** START OF Material to process **

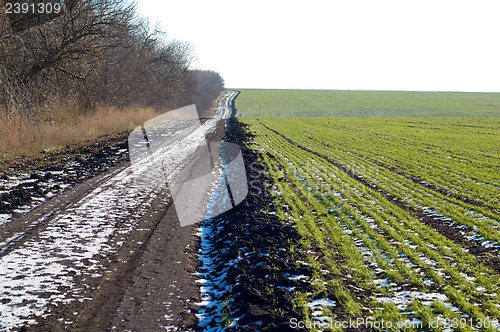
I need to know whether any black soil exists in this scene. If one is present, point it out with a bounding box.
[0,133,129,217]
[197,119,370,331]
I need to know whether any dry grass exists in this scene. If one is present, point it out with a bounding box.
[0,106,158,159]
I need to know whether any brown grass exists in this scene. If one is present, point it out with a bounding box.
[0,106,158,159]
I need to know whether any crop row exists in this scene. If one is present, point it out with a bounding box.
[246,119,500,330]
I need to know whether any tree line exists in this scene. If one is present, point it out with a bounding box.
[0,0,224,115]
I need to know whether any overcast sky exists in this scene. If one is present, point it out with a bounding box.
[138,0,500,92]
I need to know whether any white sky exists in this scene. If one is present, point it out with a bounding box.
[138,0,500,92]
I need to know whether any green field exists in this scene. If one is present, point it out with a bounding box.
[236,90,500,331]
[236,89,500,117]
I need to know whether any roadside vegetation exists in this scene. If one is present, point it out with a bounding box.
[236,89,500,117]
[0,0,224,158]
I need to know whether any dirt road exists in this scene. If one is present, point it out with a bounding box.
[0,92,236,331]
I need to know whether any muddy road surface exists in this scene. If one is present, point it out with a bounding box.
[0,91,237,331]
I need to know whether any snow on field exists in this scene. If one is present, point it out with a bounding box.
[0,92,237,330]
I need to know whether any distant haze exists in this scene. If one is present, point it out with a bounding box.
[138,0,500,92]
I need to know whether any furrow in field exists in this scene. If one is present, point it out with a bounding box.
[248,119,498,330]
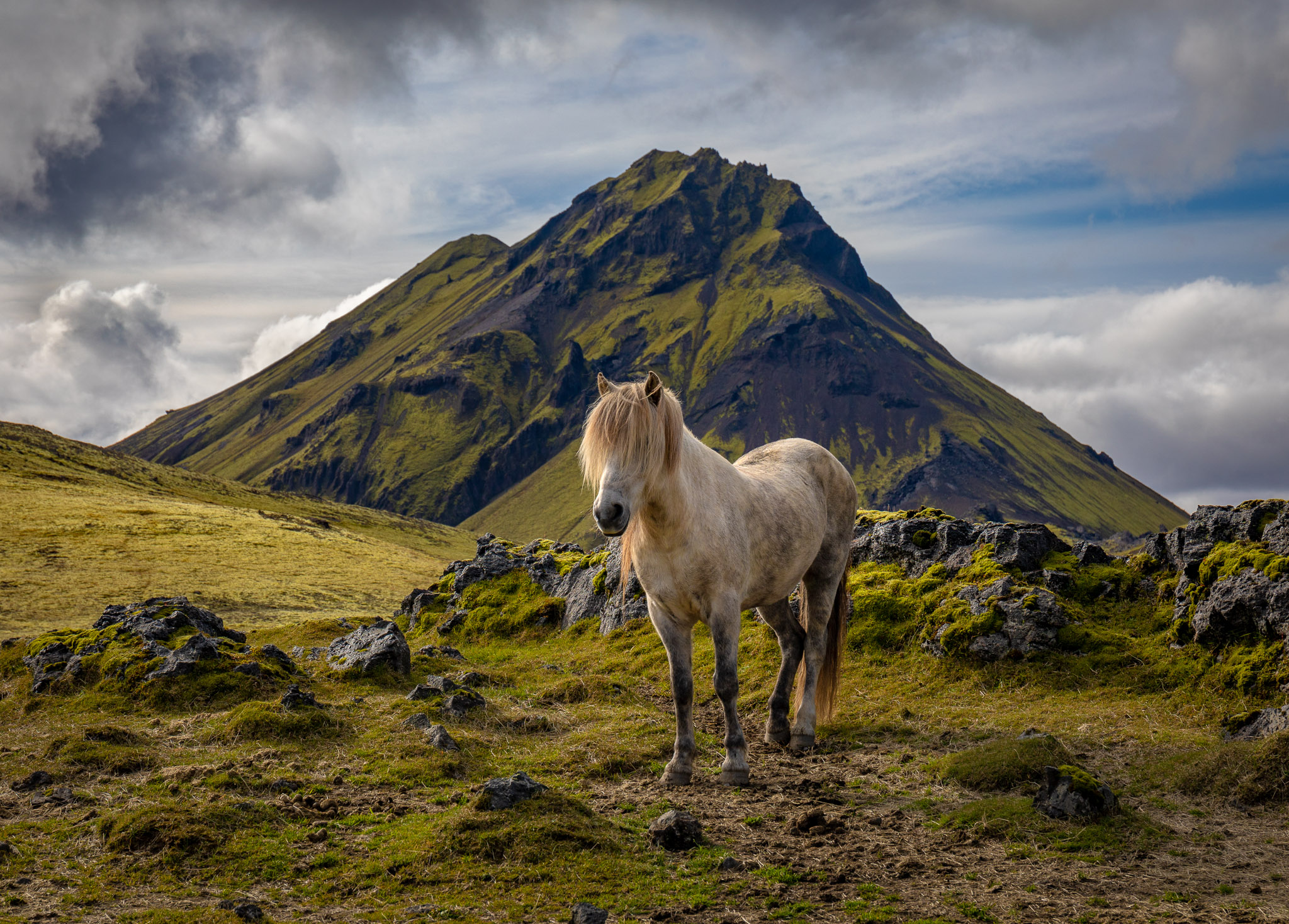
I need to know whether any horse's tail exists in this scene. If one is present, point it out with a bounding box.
[794,563,851,722]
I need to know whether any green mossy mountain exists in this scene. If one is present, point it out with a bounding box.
[116,148,1185,539]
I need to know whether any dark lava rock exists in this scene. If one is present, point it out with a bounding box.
[924,576,1069,661]
[476,770,550,812]
[1072,539,1113,565]
[259,645,296,674]
[568,902,609,924]
[648,808,702,850]
[91,597,246,642]
[283,683,318,709]
[1222,705,1289,741]
[434,609,469,635]
[444,689,483,719]
[9,770,54,792]
[425,674,459,694]
[425,726,460,752]
[22,642,92,694]
[326,620,411,677]
[1033,767,1117,818]
[143,635,219,680]
[234,902,264,921]
[1191,568,1289,642]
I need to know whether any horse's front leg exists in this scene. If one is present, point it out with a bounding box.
[648,599,697,786]
[710,604,748,786]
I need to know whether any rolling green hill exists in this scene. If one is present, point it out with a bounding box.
[117,150,1185,539]
[0,423,475,635]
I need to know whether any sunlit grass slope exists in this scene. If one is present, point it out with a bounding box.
[120,150,1185,538]
[0,423,473,635]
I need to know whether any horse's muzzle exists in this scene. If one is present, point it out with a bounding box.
[590,500,632,536]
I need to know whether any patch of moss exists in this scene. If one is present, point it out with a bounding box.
[932,735,1074,790]
[459,570,565,638]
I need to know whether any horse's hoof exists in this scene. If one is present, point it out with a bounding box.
[787,735,814,752]
[721,769,748,786]
[763,728,793,745]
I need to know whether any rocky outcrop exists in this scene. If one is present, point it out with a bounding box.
[90,597,246,642]
[1222,706,1289,741]
[427,534,648,633]
[143,635,219,680]
[851,512,1072,577]
[923,576,1069,661]
[326,620,411,677]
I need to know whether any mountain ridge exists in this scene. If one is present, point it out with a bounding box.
[116,148,1185,538]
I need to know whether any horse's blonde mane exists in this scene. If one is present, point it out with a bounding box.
[578,381,684,490]
[578,381,684,595]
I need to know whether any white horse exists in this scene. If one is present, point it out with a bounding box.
[578,373,857,786]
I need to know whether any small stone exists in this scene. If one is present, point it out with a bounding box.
[476,770,550,812]
[424,674,459,694]
[1033,767,1117,818]
[283,683,318,709]
[9,770,54,792]
[568,902,609,924]
[648,808,702,852]
[425,726,460,752]
[444,689,483,719]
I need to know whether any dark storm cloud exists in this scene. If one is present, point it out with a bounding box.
[0,0,1289,242]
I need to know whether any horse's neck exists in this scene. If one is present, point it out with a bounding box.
[642,431,737,548]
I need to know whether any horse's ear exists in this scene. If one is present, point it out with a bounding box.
[644,373,663,407]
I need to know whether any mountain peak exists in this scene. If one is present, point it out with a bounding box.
[118,148,1183,538]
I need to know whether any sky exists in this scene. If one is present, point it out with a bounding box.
[0,0,1289,509]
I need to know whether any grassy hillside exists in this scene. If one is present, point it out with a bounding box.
[118,150,1185,536]
[0,423,475,635]
[0,523,1289,924]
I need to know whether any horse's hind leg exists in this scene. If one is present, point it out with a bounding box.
[710,604,748,786]
[789,565,845,752]
[757,598,806,745]
[648,599,697,786]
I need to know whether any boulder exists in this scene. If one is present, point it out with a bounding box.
[326,620,411,677]
[425,726,460,752]
[1222,705,1289,741]
[281,683,318,709]
[444,689,485,719]
[91,597,246,642]
[1071,539,1113,565]
[568,902,609,924]
[648,808,702,850]
[1033,765,1117,818]
[923,576,1069,661]
[476,770,550,812]
[143,635,219,680]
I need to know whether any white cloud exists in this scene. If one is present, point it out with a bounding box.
[241,277,395,379]
[906,273,1289,508]
[0,279,189,442]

** END OF Material to process **

Reproduce the data above, substituting "in this photo" for every occurrence of "in this scene" and leaving all else unchanged. Omit the pictures from your answer.

Problem solution =
I need to know whether any black soil exists in this photo. If one is present, point it out with a bounding box.
[0,133,129,217]
[197,119,370,331]
I need to know whether any dry grass exists in this photo. If one is present, point it out with a bounding box.
[0,106,158,159]
I need to know whether any brown grass exists in this photo. If one is present, point it out with a bounding box.
[0,106,158,159]
I need to know whether any crop row exists in this photo. If one is present, point it out with a bounding box.
[246,119,500,330]
I need to know whether any tree line exists in this photo. If one is present, point it out with a bounding box.
[0,0,224,115]
I need to know whether any overcast sky exists in this photo. If one is present, point it out with a bounding box.
[138,0,500,92]
I need to know whether any white sky exists in this photo. If one is present, point it out with a bounding box.
[138,0,500,92]
I need to know whether any green field exists in this photo. If one is present, point it out with a bounding box.
[236,90,500,331]
[236,89,500,117]
I need to know whether any roadside vegetation exists in this photo. If one is present, point it out with a bounding box.
[236,89,500,117]
[0,0,224,158]
I need to know whether any dirt road exists in this photo. If one is present, point it out with a bounding box.
[0,92,236,331]
I need to know whether any muddy road surface exists in this photo. If one is present, point it out with a bounding box.
[0,91,237,331]
I need to know whether any snow on field exists in this photo. If one is present, point it out with a bounding box.
[0,92,237,330]
I need to know whether any distant haze exists in this photo. If one is present, point it out with a bounding box.
[138,0,500,92]
I need to know whether any furrow in field exists in this photo. If one is present, point it out with a bounding box.
[248,119,498,330]
I need to know whether any horse's tail exists in this photo. If one is present, point it out with a bounding box.
[794,563,851,722]
I need to know whether any green mossy mountain exists in this photo. If one is present, point it out with a bounding box.
[116,148,1185,539]
I need to know whether any dark lava rock exists in this photo. If one is present, point it out with a bounding box.
[924,576,1069,661]
[476,770,550,812]
[1072,539,1113,565]
[259,645,296,674]
[568,902,609,924]
[648,808,702,850]
[91,597,246,642]
[283,683,318,709]
[1222,705,1289,741]
[434,609,469,635]
[444,689,483,719]
[9,770,54,792]
[425,674,459,694]
[425,726,460,752]
[22,642,92,694]
[326,620,411,677]
[1033,767,1117,818]
[143,635,219,680]
[234,902,264,921]
[1191,568,1289,642]
I need to know whether any horse's front leg exists in this photo. If one is present, point it out with a bounding box.
[648,599,697,786]
[710,604,748,786]
I need to know whether any rolling green hill exists in this photo. If one is present, point it out with a bounding box.
[117,150,1185,539]
[0,423,475,635]
I need to know whether any sunlit grass slope exists in this photo. If one is present, point it out with a bounding box.
[120,150,1185,538]
[0,423,473,635]
I need to know whether any horse's muzzle exists in this photo. If one is present, point it out with a bounding box.
[590,500,632,536]
I need to know whether any patch of moss exists in this photo. If one is present, point it out with a bounding box.
[932,735,1074,790]
[459,570,565,638]
I need to know whether any horse's hoof exists in this photo. If one is present, point it out with a bounding box.
[787,735,814,752]
[721,769,748,786]
[763,728,793,745]
I need to know whether any rocky outcrop exists in this photo. If one is present, point it out with a bounding box.
[90,597,246,642]
[1222,706,1289,741]
[427,534,648,633]
[143,635,219,680]
[851,512,1072,577]
[923,576,1069,661]
[326,620,411,677]
I need to know whether any mountain ridge exists in this photo. If one is present, point it out with a bounding box.
[116,148,1185,538]
I need to know whether any horse's blonde mane exists in this photo. If one is present, point it out with a bounding box.
[578,381,684,490]
[578,381,684,595]
I need to know whether any white horse exists in this photo. If one is present, point it out with a bounding box.
[578,373,857,786]
I need to know whether any small stone exists in this photo. If one is present, point it out with a bounding box.
[476,770,550,812]
[424,674,459,694]
[1033,767,1117,818]
[283,683,318,709]
[9,770,54,792]
[568,902,609,924]
[648,808,702,852]
[425,726,460,752]
[444,689,483,719]
I need to know whether any dark storm cloud exists in this photo. If one is present, point it out with a bounding box.
[0,0,1289,242]
I need to know whether any horse's neck exists in this photo. If one is present, point it out with a bounding box.
[642,431,737,548]
I need to know whether any horse's ear exists in this photo. If one is present, point it out with a bounding box.
[644,373,663,407]
I need to know whether any mountain peak exists in this photo. If one is present, point it out with a bounding box.
[118,148,1183,538]
I need to know whether any sky exists in this photo. If one is present, point it out with a bounding box.
[0,0,1289,509]
I need to know whether any grassy hillside exists in this photo. If one is present, point it out with a bounding box.
[118,150,1185,536]
[0,423,475,635]
[0,523,1289,924]
I need to know whether any horse's hind leg exists in this photo. If one is present, point it out with a bounding box.
[710,604,748,786]
[789,565,845,752]
[757,598,806,745]
[648,599,697,786]
I need to know whether any boulder exists in this photo. If one is present, point it out with a bounding box.
[326,620,411,677]
[425,726,460,752]
[1222,705,1289,741]
[281,683,318,709]
[444,689,485,719]
[91,597,246,642]
[1071,539,1113,565]
[568,902,609,924]
[648,808,702,850]
[1033,765,1117,818]
[923,576,1069,661]
[476,770,550,812]
[143,635,219,680]
I need to know whether any white cloud exists in this photo. If one is present, point it out with a bounding box.
[241,277,395,379]
[906,273,1289,508]
[0,279,189,442]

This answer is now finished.